■ **Instrução A**: Edite o texto sobre o jubileu da misericórdia, reproduzindo-o de "Não fez outra" até "companhia dos homens.", inclusive, e troque "catedrais" por "basílicas".
■ **Instrução B**: Continue o texto sobre o jubileu da misericórdia a partir do ponto em que ele termina.

■ **Trecho da página**:
▼

«Ide aprender o que quer dizer “misericórdia quero, e não sacrifícios”» (Mateus 9, 13). Assim Jesus se dirigia aos homens religiosos do seu tempo que o censuravam porque se sentava à mesa com publicanos e pecadores. Ele, com efeito, veio «não para os justos, mas para os pecadores». E sobre este «aprender a misericórdia» o papa Francisco quis configurar o jubileu que se encerrou no domingo: não uma rejeição daquilo que é bem e daquilo que é mal em absoluto, não uma relativização da gravidade de certos comportamentos, mas a convicção evangélica de que, para usar as palavras do papa João XXIII na abertura do Vaticano II, «no tempo presente a Igreja prefere usar o remédio da misericórdia em vez de pegar nas armas do rigor; pensa que se deve ir ao encontro das necessidades contemporâneas, expondo mais claramente o valor do seu ensinamento, em vez de condenar».

 

Não fez outra coisa o papa Francisco durante este ano senão evidenciar algumas das «necessidades contemporâneas» a que a Igreja deveria responder com o remédio da misericórdia para curar os doentes ou aliviar-lhes o sofrimento, não para contentar os justos que não carecem de conversão. E esta, naturalmente, é uma tarefa que não se pode esgotar num ano, não se pode deter nos umbrais das portas das catedrais, agora simbolicamente a nível litúrgico infelizmente “encerradas”: trata-se, efetivamente, de “aprender” uma arte, “aprender” o que quer dizer usar misericórdia nas nossas relações no interior da Igreja e na companhia dos homens.

 

O âmbito que suscitou maior ênfase foi o da vida familiar: infelizmente da exortação pós-sinodal “Amoris laetitia” foram explorados só poucos parágrafos e algumas notas relativas à possibilidade ou não de acesso aos sacramentos da parte dos divorciados recasados, enquanto se negligenciou a solicitude pastoral que atravessa o conjunto do texto e abraça os muitos aspetos de alegria e de sofrimento ligados à vida concreta de milhões de famílias nas realidades sociais e culturais mais díspares.

 

É nesta ótica autenticamente global que o papa recordou vigorosamente que usar misericórdia não significa calar as realidades que ferem os seres humanos e a sua dignidade: as guerras e a fome, antes de tudo, que semeiam morte e obrigam milhões de pessoas a fugir em condições desesperadas da sua terra e, depois de terem ultrapassado territórios e mares de morte, a encontrarem muros de recusa da parte de quem não sabe abrir o coração e a casa ao pobre que bate à porta.

▲

[Entradas de dados armazenadas]
▼

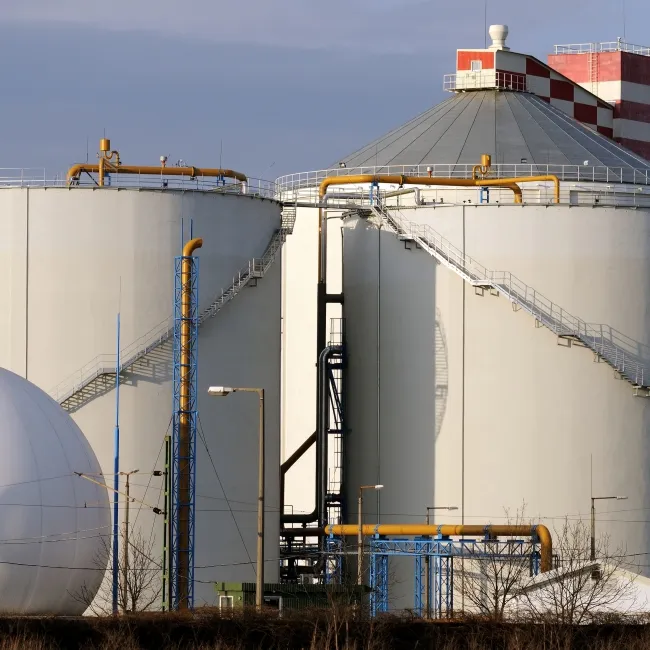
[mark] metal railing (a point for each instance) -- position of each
(285, 185)
(488, 79)
(625, 355)
(38, 177)
(608, 46)
(105, 364)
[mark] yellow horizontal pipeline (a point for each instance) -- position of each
(507, 183)
(411, 530)
(75, 171)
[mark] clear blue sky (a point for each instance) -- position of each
(297, 83)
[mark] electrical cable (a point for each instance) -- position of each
(137, 514)
(205, 443)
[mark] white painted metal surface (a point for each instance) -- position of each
(71, 259)
(524, 412)
(52, 522)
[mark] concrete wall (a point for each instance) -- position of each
(524, 415)
(71, 259)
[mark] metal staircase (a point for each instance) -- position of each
(98, 376)
(626, 356)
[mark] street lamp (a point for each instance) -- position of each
(427, 570)
(593, 521)
(224, 391)
(360, 536)
(125, 553)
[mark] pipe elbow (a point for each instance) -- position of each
(191, 246)
(546, 544)
(238, 176)
(74, 172)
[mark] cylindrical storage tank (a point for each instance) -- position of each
(54, 524)
(71, 260)
(457, 399)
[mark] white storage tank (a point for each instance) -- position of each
(54, 524)
(453, 397)
(72, 258)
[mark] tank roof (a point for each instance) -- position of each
(514, 127)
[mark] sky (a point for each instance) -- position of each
(267, 86)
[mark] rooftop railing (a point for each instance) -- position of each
(487, 79)
(607, 46)
(39, 178)
(566, 173)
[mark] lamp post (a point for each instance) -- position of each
(427, 570)
(223, 391)
(593, 522)
(360, 536)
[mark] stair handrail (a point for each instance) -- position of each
(620, 351)
(163, 331)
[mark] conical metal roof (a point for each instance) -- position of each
(514, 127)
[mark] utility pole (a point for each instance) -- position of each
(125, 546)
(224, 391)
(427, 566)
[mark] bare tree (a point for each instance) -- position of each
(495, 577)
(139, 578)
(580, 590)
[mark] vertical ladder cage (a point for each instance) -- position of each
(186, 322)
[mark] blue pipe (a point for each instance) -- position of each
(116, 469)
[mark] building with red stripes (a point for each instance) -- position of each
(618, 73)
(498, 67)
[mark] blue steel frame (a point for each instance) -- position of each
(441, 551)
(378, 582)
(333, 560)
(191, 414)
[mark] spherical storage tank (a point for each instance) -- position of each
(73, 257)
(53, 522)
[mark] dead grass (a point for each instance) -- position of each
(312, 630)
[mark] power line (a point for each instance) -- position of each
(205, 443)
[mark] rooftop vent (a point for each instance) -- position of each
(498, 34)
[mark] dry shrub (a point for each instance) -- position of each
(330, 629)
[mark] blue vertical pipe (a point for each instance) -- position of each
(116, 468)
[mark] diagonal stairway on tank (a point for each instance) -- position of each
(146, 356)
(626, 356)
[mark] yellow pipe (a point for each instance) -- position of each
(507, 183)
(410, 530)
(75, 171)
(484, 167)
(184, 422)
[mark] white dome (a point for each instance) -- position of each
(49, 517)
(498, 34)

▲

■ **Resposta A**:
Não fez outra coisa o papa Francisco durante este ano senão evidenciar algumas das «necessidades contemporâneas» a que a Igreja deveria responder com o remédio da misericórdia para curar os doentes ou aliviar-lhes o sofrimento, não para contentar os justos que não carecem de conversão. E esta, naturalmente, é uma tarefa que não se pode esgotar num ano, não se pode deter nos umbrais das portas das basílicas, agora simbolicamente a nível litúrgico infelizmente “encerradas”: trata-se, efetivamente, de “aprender” uma arte, “aprender” o que quer dizer usar misericórdia nas nossas relações no interior da Igreja e na companhia dos homens.

■ **Resposta B**:
Mas também a superação das injustiças econômicas estruturais é obra de misericórdia: garantir “terra, casa e trabalho” a cada ser humano significa salvaguardar-lhe a dignidade mais profunda, dignidade que nenhuma lei ou sociedade podem negar, nem sequer a quem está na prisão. Neste sentido, o papa Francisco não hesitou em estigmatizar o mercado quando percorre caminhos desumanos ou mortíferos – como no caso dos traficantes de armas – ou a própria justiça humana quando por um crime, ainda que brutal, prevê a pena de morte evidente ou a “oculta” da prisão perpétua.

 

Misericórdia, recordou-nos o papa durante este jubileu, é também revisitar as divisões históricas entre os cristãos para regressarem juntos ao Evangelho e juntos caminharem para a unidade querida por Jesus para os seus discípulos.

 

Nos últimos dias alguns tentaram fazer um balanço deste ano jubilar a nível turístico e econômico para a cidade de Roma, mas torna-se impossível elaborar a nível mundial o único balanço que conta para quem leva a peito o Evangelho: o da conversão das consciências e da mudança de comportamentos por parte de quem se professa cristão. Sem dúvida que a centralidade do Evangelho manifestada e afirmada de muitos modos e em diversas ocasiões sacudiu e até escandalizou quantos estão mais preocupados pela religião do que pela mensagem de Jesus Cristo. Neste sentido, se a hostilidade para com o papa Francisco se manifestou ou cresceu é por causa do seu arrojo no mostrar e pregar a misericórdia.

 

É certo que não basta um ano para “aprender” o que quer dizer misericórdia e agir em consequência, mas o papa Francisco quis recordar que sobre ela se mede para os cristãos a fidelidade ao Evangelho e para todos a possibilidade de percorrer caminhos de humanização.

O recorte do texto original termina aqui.